## What is expected
Return each line of the entries below that contains the string "bounding", copying every such line unchanged.
** START OF Dataset **
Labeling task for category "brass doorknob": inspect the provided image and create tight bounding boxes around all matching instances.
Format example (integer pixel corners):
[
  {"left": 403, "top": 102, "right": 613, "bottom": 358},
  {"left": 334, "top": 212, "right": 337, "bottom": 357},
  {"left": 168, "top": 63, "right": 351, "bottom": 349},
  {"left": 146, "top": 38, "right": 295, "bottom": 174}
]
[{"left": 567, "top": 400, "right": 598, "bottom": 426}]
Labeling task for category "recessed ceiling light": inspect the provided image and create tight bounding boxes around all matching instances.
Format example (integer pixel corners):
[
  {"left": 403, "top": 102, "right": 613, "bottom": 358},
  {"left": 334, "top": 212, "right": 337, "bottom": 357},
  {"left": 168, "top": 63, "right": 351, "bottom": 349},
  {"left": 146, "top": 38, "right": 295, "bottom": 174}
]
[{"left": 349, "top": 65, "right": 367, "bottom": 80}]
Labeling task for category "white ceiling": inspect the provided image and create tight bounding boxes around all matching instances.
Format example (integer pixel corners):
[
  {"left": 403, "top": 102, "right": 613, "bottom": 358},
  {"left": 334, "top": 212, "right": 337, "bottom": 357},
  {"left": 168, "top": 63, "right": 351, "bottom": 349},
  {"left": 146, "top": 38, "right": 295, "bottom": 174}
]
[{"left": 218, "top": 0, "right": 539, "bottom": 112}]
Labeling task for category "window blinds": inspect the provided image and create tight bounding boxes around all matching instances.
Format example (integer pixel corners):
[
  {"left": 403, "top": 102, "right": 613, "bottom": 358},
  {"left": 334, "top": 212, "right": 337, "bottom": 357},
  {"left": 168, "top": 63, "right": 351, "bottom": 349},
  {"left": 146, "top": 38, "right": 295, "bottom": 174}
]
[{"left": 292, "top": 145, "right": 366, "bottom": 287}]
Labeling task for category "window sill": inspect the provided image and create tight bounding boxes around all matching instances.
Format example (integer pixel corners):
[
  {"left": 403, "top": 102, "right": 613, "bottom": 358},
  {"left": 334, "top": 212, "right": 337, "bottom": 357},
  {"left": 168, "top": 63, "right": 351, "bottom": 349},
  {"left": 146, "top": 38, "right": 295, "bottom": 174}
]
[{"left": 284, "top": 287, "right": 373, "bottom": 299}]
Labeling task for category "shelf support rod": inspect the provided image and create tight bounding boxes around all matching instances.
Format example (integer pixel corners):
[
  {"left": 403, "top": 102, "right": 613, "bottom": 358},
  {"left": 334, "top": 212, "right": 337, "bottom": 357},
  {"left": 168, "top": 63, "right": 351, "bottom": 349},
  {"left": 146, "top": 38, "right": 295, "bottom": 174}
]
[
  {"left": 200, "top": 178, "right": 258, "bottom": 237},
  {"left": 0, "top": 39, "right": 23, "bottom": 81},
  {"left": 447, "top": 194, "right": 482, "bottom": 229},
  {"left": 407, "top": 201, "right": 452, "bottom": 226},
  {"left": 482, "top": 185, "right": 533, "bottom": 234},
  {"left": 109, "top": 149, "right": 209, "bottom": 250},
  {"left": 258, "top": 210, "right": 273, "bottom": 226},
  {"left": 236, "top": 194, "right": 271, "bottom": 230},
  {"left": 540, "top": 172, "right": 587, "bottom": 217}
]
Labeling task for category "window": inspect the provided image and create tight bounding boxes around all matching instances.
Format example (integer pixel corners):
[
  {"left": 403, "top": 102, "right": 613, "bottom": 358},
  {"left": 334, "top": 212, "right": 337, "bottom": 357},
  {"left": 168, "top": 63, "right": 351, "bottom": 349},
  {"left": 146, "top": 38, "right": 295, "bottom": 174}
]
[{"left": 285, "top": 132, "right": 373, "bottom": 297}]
** END OF Dataset **
## Task response
Labeling task for category "brass doorknob": inspect the provided image and create tight bounding boxes around all matching instances.
Labeling task for category "recessed ceiling light": inspect the provided image and create tight bounding boxes around all matching instances.
Labeling task for category "white ceiling": inspect the provided image and create tight bounding boxes around all matching instances.
Labeling task for category "window blinds": inspect the provided image and create tight bounding boxes around all matching instances.
Labeling task for category "window sill": inspect the provided image and create tight bounding boxes around all matching instances.
Labeling task for category "shelf support rod": inspect the provided image and create tight bounding boxes around all matching instances.
Labeling task for category "window": inspect the provided image and create tight bounding boxes around all matching instances.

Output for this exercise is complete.